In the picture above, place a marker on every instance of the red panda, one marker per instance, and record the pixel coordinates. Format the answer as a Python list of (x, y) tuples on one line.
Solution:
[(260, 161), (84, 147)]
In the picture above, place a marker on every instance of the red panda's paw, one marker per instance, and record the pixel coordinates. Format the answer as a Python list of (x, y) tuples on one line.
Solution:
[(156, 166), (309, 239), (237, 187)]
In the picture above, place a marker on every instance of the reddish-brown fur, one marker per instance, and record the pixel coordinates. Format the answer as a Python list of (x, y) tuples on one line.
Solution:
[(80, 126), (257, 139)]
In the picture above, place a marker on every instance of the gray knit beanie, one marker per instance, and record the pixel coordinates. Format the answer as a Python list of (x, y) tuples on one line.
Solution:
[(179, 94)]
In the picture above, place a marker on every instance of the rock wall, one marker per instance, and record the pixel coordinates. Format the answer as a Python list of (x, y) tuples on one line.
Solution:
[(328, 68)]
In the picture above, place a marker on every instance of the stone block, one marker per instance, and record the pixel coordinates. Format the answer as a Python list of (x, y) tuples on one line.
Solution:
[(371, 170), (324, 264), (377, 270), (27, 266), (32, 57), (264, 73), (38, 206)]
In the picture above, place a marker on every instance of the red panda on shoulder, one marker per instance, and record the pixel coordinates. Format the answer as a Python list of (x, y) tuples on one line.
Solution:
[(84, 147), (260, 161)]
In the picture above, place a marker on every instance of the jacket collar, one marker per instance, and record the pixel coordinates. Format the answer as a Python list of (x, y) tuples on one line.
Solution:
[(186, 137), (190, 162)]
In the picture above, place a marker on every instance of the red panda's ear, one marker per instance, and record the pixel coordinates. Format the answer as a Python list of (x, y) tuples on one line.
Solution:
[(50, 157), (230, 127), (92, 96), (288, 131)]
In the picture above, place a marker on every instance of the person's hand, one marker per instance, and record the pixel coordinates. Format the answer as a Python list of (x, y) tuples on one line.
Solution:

◇ ◇ ◇

• [What is being asked]:
The reply must repeat all of the records precisely.

• [Task output]:
In the picture above, place a marker on every instance of the red panda, one marker per instance, and record the pixel coordinates. Format the answer as a Python list of (x, y) tuples on one line.
Solution:
[(260, 161), (84, 147)]
In the picture above, place a marker on every instance of the red panda's paw, one marker per instance, and record the pixel coordinates. Format the answer as a Python list of (x, y) tuples on one line.
Solution:
[(156, 166), (309, 239), (237, 187)]
In the picture above, place a marker on every instance of the reddish-brown fur, one marker per instance, and record the pixel coordinates. Format the answer as a Python list of (x, y) tuples on one line.
Solution:
[(80, 126), (257, 139)]
In the picture above, place a marker on every instance of the gray knit beanie, one marker per instance, and record the pixel coordinates. Format the answer as a Python list of (x, y) tuples on one line.
Solution:
[(179, 94)]
In the picture above, place a marker on every instance of the rock wall, one marker per instance, and record the pixel coordinates. Format the answer as a Python list of (x, y) tuples on one line.
Solution:
[(328, 68)]
In the picture above, place a marker on every instance of the stone block, one marker per instance, and record the pixel coordinates. Format the answer as a Python list of (x, y) tuples on one line.
Solution:
[(371, 170), (324, 264), (377, 270), (27, 266), (32, 57), (264, 73), (38, 206)]
In the picture above, place a marker on every instance of the red panda on shoulder, one marker per instance, and record the pixel coordinates. Format the answer as a Python list of (x, y) tuples on one line.
Solution:
[(84, 147), (260, 161)]
In the picture above, place a marker on every instance of the jacket collar, one marker per instance, and record the pixel coordinates. Format the answer as a Python list of (x, y) tuples on one line.
Solution:
[(186, 137), (190, 162)]
In the picture above, place a marker on every instance of the red panda's ear, one marker per instance, and record the pixel coordinates. Format the answer as a Python list of (x, y) tuples on one line.
Solution:
[(50, 157), (230, 127), (92, 96), (288, 131)]
In the picture above, place a marker on every instance of the person's hand, one marker per instance, and record the pixel coordinates. Format the answer as a Python list of (x, y) tuples on one line.
Solution:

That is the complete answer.